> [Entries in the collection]

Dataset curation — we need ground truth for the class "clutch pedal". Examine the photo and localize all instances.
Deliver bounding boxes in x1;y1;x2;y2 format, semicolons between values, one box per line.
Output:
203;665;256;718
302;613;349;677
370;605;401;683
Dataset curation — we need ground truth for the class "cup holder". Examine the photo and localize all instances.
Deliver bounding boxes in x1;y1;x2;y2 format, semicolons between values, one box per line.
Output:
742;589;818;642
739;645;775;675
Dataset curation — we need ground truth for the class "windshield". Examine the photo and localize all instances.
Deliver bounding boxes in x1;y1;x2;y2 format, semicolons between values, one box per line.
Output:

> [What is needed] Find each line above that contains the string "Dataset" and copy it out.

> [Exercise output]
Dataset curation — we need ground truth for the class "clutch pedal". Examine the photo and localize all instances.
Dataset curation — we need ground truth for the class "cup holder". Examine the photo and localize all instances.
Dataset curation — we need ground truth for the class "windshield". Examine the photo and localize all instances.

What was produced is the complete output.